§ **Treść zadania**:
Sprawdź, czy każde z poniższych stwierdzeń zgadza się z tekstem o latających robotach. Przy każdym odpowiedz „tak” lub „nie” i przytocz dosłownie rozstrzygające słowa tekstu. 1. Roboty powstałe w projekcie ARCAS mają ramiona manipulacyjne. 2. Kierownik projektu ARCAS pracuje na Uniwersytecie w Madrycie. 3. Systemy wielowirnikowe opisane w tekście mają po sześć wirników.

§ **Podany fragment**:
====
Latające roboty dotrą tam, gdzie człowiek nie jest w stanie

W toku prac nad unijnym projektem opracowano roboty, które mogą polecieć w miejsca niebezpieczne dla człowieka i wykonywać samodzielnie przeróżne zadania.

W wielu sytuacjach przeprowadzanie takich operacji przez człowieka jest niemożliwe, zbyt skomplikowane lub czasochłonne. Tak jak w przypadku obszarów skażonych w następstwie awarii jądrowej czy konieczności wzniesienia konstrukcji typu maszty antenowe na szczytach gór. W takich właśnie sytuacjach sprawdzą się latające roboty.

ROBOTY NAUCZONE AUTONOMICZNEGO MYŚLENIA I DZIAŁANIA

W toku prac nad unijnym projektem ARCAS (Aerial Robotics Cooperative Assembly System) powstała cała gama rozmaitych robotów latających z wieloprzegubowymi ramionami manipulacyjnymi, zaprojektowanymi do współpracy w celu bezpiecznego i sprawnego chwytania, transportowania i odkładania części. Autonomia i umiejętności robotów są rozwijane w zakresie budowania i rozbierania konstrukcji do różnorakich zastosowań w przyszłości, od akcji ratowniczych po przeglądy i prace konserwacyjne w sektorze energetycznym i kosmicznym.

„Zamysł polega na tym, aby roboty były w stanie polecieć wszędzie tam, gdzie jest to niemożliwe lub niepraktyczne dla załogowych statków powietrznych lub robotów naziemnych” – wyjaśnia kierownik projektu ARCAS, profesor Aníbal Ollero z Uniwersytetu w Sewilli. „Dysponujemy helikopterami i systemami wielowirnikowymi wyposażonymi w osiem wirników, aby zapewnić większą kontrolę nad unoszeniem się w powietrzu, zwiększyć ładunek użyteczny i przenosić ramiona z większą swobodą”.
====
§ **Wykaz danych**:
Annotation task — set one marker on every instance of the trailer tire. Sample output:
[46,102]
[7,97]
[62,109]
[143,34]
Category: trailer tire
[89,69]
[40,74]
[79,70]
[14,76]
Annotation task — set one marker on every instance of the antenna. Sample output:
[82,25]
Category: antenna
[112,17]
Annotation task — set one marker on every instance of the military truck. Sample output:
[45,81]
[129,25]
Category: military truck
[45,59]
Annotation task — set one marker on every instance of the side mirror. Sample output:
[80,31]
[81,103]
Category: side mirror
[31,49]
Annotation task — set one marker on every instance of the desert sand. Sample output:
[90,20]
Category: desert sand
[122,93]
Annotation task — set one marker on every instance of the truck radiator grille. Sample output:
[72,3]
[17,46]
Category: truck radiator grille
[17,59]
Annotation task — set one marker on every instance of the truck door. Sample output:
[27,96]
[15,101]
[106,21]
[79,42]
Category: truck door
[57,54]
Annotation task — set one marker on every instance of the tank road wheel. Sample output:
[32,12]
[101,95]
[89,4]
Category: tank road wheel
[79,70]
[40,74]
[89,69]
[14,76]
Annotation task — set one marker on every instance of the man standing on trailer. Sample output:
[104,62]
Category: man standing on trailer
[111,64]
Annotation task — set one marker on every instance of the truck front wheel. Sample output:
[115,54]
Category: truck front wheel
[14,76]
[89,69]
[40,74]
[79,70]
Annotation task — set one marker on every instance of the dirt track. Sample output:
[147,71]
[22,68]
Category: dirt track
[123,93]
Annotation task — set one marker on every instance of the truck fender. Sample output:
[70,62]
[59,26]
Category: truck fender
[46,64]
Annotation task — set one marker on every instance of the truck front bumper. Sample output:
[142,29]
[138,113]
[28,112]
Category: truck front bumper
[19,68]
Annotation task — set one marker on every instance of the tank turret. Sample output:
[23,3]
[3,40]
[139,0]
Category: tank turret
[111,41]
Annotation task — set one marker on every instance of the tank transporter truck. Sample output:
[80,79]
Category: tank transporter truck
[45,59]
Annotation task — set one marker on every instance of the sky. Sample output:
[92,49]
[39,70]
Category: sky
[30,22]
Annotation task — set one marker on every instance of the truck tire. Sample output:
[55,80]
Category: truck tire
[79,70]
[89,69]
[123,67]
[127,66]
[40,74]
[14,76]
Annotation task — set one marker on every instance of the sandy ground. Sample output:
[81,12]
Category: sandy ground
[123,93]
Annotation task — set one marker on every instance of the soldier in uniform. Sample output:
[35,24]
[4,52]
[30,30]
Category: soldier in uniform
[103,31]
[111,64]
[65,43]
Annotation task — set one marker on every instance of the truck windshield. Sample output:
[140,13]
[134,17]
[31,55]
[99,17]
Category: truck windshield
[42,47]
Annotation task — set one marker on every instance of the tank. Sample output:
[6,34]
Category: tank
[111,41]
====
§ **Pełna odpowiedź**:
1. Tak: „robotów latających z wieloprzegubowymi ramionami manipulacyjnymi”.
2. Nie: „profesor Aníbal Ollero z Uniwersytetu w Sewilli”.
3. Nie: „systemami wielowirnikowymi wyposażonymi w osiem wirników”.